◆ Instructions to follow ◆
In the financing text below, condense the paragraph beginning "Certificates of Deposit. We utilize" into a short bulleted list that keeps its main facts.

◆ Source ◆
════
The total amounts and maturities for our credit card securitizations as of the end of fiscal 2005 were as follows:
Series Type
Initial
Amount
Certificate
Rate Expected Final
Series 2001-2 Term $250,000 Floating November 2006
Series 2003-1 Term $300,000 Fixed January 2008
Series 2003-2 Variable $300,000 Floating June 2006
Series 2004-I Term $ 75,000 Fixed March 2009
Series 2004-II Term $175,000 Floating March 2009
Series 2005-I Term $140,000 Fixed October 2010
Series 2005-I Term $110,000 Floating October 2010
We have been, and will continue to be, particularly reliant on funding from securitization transactions for
our Financial Services business. A failure to renew existing facilities or to add additional capacity on favorable
terms as it becomes necessary could increase our financing costs and potentially limit our ability to grow our
Financial Services business. Unfavorable conditions in the asset-backed securities markets generally, including
the unavailability of commercial bank liquidity support or credit enhancements, such as financial guaranty
insurance, could have a similar effect.
Furthermore, poor performance of our securitized credit card loans, including increased delinquencies and
credit losses, lower payment rates or a decrease in excess spreads below certain thresholds, could result in a
downgrade or withdrawal of the ratings on the outstanding securities issued in our securitization transactions,
cause early amortization of these securities or result in higher required credit enhancement levels. This could
jeopardize our ability to complete other securitization transactions on acceptable terms, decrease our liquidity
and force us to rely on other potentially more expensive funding sources, to the extent available, which would
decrease our profitability.
Certificates of Deposit. We utilize certificates of deposit to partially finance the operating activities of our
bank. Our bank issues certificates of deposit in a minimum amount of $100,000 in various maturities. As of
December 31, 2005, we had $109.5 million of certificates of deposit outstanding with maturities ranging from
January 2006 to June 2015 and with a weighted average effective annual fixed rate of 4.13%. Certificate of
deposit borrowings are subject to regulatory capital requirements.
════
◆ Provided information ◆
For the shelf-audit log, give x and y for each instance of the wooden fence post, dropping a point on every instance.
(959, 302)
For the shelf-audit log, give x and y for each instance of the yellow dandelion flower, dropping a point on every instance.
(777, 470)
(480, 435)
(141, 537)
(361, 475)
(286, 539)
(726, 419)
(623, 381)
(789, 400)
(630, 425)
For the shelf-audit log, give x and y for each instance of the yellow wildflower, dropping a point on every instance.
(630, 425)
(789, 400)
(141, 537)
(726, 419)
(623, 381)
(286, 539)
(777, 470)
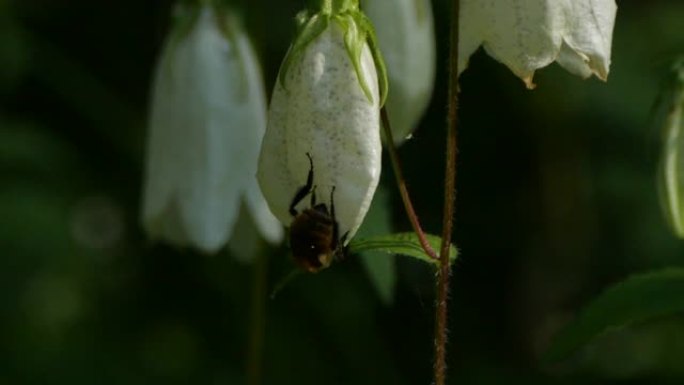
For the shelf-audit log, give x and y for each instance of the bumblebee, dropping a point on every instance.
(314, 233)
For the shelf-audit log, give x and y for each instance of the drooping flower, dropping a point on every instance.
(527, 35)
(208, 116)
(406, 37)
(671, 167)
(324, 122)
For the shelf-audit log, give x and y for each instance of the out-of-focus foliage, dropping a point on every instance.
(637, 299)
(556, 201)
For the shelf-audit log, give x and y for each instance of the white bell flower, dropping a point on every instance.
(527, 35)
(324, 122)
(207, 120)
(406, 36)
(671, 167)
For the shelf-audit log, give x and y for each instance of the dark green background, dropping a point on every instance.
(556, 200)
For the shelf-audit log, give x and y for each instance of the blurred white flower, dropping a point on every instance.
(207, 120)
(324, 122)
(527, 35)
(406, 37)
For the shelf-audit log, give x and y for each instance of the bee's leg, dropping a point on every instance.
(304, 190)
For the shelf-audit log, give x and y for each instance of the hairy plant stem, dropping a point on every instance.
(257, 320)
(401, 183)
(444, 271)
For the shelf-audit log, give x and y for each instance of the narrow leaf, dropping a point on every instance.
(401, 243)
(636, 299)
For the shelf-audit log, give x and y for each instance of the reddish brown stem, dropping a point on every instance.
(444, 271)
(403, 191)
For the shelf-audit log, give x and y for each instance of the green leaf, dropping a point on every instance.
(636, 299)
(380, 267)
(401, 243)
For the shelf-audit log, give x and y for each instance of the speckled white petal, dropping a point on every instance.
(530, 34)
(200, 121)
(405, 33)
(323, 111)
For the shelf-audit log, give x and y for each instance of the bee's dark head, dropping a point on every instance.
(312, 240)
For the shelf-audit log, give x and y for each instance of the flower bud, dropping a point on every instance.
(207, 120)
(671, 168)
(406, 36)
(324, 124)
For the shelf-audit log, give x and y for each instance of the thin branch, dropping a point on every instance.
(444, 270)
(403, 191)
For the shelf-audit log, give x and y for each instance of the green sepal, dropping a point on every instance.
(354, 40)
(358, 31)
(404, 244)
(309, 29)
(380, 67)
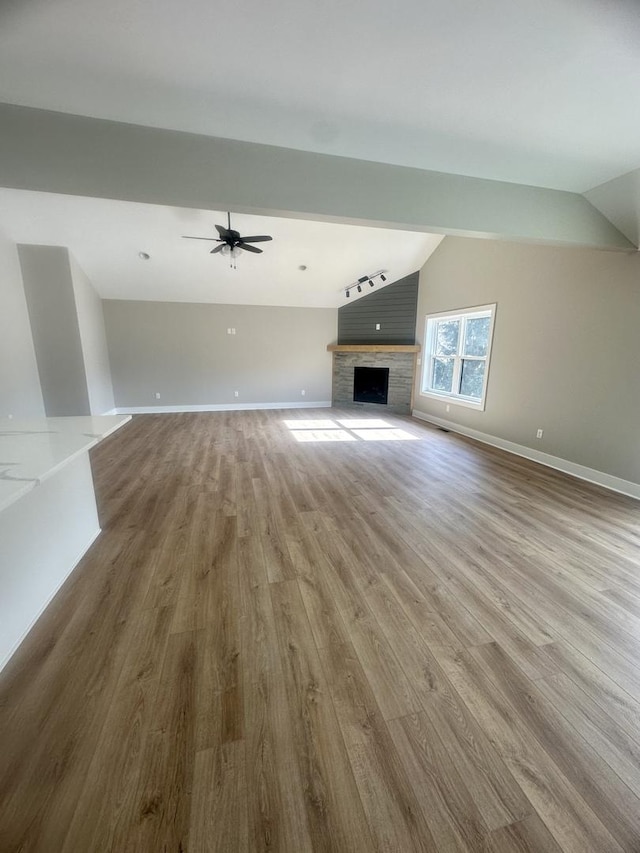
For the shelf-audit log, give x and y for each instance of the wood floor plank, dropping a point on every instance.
(335, 814)
(219, 805)
(394, 814)
(569, 819)
(601, 788)
(449, 809)
(300, 646)
(527, 836)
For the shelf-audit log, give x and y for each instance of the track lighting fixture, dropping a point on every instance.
(364, 279)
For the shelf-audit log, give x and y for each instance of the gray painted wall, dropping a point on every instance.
(183, 352)
(20, 393)
(566, 348)
(53, 152)
(393, 306)
(93, 341)
(54, 326)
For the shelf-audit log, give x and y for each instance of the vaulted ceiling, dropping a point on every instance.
(535, 94)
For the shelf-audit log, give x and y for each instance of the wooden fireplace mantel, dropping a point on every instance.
(373, 347)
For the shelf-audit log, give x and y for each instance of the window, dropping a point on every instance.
(456, 355)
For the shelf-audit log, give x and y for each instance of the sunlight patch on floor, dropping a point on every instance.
(322, 435)
(347, 429)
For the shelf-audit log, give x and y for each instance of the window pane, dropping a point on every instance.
(476, 337)
(472, 378)
(447, 337)
(442, 374)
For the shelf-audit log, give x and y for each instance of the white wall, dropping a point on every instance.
(566, 347)
(93, 341)
(54, 326)
(20, 393)
(183, 352)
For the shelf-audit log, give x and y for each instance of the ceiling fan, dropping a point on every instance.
(230, 241)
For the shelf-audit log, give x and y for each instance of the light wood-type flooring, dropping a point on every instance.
(309, 631)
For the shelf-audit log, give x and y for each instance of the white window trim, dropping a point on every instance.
(444, 396)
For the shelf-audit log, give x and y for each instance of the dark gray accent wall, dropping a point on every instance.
(393, 306)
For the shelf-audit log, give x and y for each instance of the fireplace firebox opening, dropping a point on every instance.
(370, 384)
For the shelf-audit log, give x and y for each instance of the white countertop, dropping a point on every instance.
(34, 449)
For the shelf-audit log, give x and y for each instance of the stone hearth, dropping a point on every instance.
(401, 361)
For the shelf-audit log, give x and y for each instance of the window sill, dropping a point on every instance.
(454, 401)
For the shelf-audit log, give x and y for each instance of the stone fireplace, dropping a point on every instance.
(399, 359)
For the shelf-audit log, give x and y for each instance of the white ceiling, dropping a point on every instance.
(540, 93)
(105, 236)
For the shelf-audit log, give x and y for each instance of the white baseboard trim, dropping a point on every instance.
(219, 407)
(615, 484)
(18, 642)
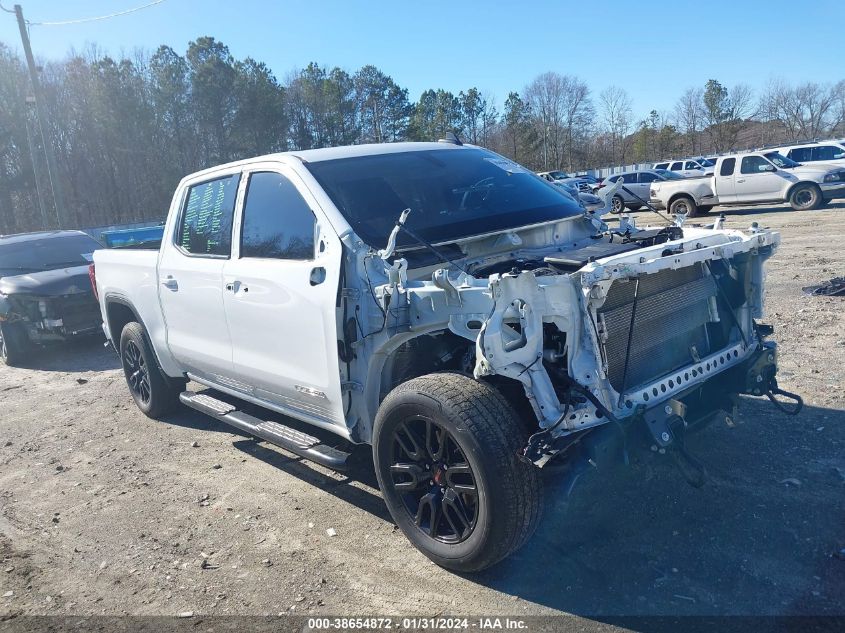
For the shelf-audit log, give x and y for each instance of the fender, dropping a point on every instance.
(169, 368)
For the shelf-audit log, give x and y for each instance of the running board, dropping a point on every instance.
(289, 439)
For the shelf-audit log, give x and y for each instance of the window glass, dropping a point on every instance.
(800, 154)
(206, 226)
(779, 160)
(728, 166)
(277, 223)
(754, 165)
(47, 252)
(452, 192)
(828, 152)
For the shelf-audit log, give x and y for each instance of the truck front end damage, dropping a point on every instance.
(656, 339)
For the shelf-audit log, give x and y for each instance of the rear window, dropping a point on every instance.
(206, 224)
(828, 152)
(801, 154)
(728, 167)
(46, 253)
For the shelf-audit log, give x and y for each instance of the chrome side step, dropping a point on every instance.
(289, 439)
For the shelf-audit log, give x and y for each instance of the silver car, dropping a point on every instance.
(635, 186)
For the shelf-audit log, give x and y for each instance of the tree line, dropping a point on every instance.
(124, 131)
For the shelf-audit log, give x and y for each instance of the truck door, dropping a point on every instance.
(758, 180)
(724, 179)
(281, 292)
(190, 276)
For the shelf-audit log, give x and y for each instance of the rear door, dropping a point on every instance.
(725, 176)
(280, 296)
(757, 180)
(190, 276)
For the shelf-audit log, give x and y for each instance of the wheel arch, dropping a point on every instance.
(678, 196)
(795, 185)
(433, 351)
(119, 311)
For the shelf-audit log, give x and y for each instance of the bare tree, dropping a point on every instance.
(616, 115)
(562, 112)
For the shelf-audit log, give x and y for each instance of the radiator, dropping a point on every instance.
(669, 328)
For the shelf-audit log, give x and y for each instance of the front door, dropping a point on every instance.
(757, 180)
(726, 180)
(280, 297)
(190, 277)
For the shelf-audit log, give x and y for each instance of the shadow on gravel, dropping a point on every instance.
(762, 537)
(84, 354)
(360, 470)
(360, 461)
(835, 205)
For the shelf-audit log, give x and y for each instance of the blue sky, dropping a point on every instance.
(653, 50)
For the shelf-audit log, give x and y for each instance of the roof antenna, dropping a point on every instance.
(450, 137)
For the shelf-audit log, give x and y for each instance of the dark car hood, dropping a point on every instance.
(48, 283)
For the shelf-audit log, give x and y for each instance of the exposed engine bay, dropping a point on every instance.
(600, 328)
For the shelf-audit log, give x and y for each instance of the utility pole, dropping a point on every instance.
(41, 116)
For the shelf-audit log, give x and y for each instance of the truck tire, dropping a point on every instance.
(445, 449)
(684, 204)
(805, 197)
(617, 204)
(153, 392)
(14, 344)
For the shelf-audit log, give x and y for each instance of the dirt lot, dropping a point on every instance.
(103, 511)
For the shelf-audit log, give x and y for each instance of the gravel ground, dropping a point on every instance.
(103, 511)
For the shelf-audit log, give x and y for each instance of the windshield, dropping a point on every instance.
(47, 253)
(665, 174)
(781, 161)
(452, 193)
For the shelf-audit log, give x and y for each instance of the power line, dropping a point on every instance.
(97, 18)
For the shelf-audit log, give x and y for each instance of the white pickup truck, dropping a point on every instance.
(448, 307)
(751, 178)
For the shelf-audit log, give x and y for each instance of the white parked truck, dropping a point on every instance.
(751, 178)
(448, 307)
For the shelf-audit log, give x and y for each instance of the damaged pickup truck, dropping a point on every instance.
(460, 314)
(45, 291)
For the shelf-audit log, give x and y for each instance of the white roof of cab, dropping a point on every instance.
(328, 153)
(371, 149)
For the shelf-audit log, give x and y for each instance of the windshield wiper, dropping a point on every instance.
(400, 226)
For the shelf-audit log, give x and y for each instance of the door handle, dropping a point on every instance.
(318, 276)
(236, 286)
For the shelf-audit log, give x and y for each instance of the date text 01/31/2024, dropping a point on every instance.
(416, 623)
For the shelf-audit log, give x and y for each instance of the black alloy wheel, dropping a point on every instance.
(435, 480)
(137, 374)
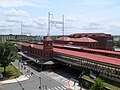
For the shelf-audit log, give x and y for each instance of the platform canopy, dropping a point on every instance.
(35, 59)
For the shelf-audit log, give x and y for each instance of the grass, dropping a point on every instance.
(11, 72)
(112, 87)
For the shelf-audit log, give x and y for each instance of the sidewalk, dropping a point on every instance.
(74, 86)
(21, 78)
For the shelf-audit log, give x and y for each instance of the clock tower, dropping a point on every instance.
(47, 48)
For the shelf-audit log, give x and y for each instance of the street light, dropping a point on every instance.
(40, 83)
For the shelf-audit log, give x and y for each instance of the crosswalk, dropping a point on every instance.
(57, 77)
(58, 88)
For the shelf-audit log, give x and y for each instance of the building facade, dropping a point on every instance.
(105, 41)
(19, 38)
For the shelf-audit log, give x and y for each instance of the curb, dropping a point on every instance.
(21, 78)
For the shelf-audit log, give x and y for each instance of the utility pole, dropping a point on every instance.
(21, 28)
(63, 27)
(40, 83)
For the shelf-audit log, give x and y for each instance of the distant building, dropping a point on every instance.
(116, 38)
(18, 38)
(90, 40)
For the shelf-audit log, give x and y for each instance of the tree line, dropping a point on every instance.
(8, 54)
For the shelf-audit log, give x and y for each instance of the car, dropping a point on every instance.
(24, 63)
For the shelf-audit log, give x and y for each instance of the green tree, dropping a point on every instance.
(98, 84)
(8, 53)
(117, 44)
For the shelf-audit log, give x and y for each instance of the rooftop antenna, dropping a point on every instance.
(21, 28)
(49, 22)
(63, 27)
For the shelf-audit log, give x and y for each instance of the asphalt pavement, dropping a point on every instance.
(38, 81)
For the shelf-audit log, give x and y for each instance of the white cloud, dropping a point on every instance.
(18, 3)
(13, 12)
(93, 2)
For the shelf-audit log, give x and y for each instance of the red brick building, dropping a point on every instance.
(105, 63)
(105, 41)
════
◆ In response ◆
- The bank partly funds its operations with certificates of deposit.
- Each certificate is issued for at least $100,000, with various maturities.
- As of December 31, 2005, $109.5 million was outstanding, maturing between January 2006 and June 2015.
- The weighted average effective annual fixed rate was 4.13%.
- These borrowings are subject to regulatory capital requirements.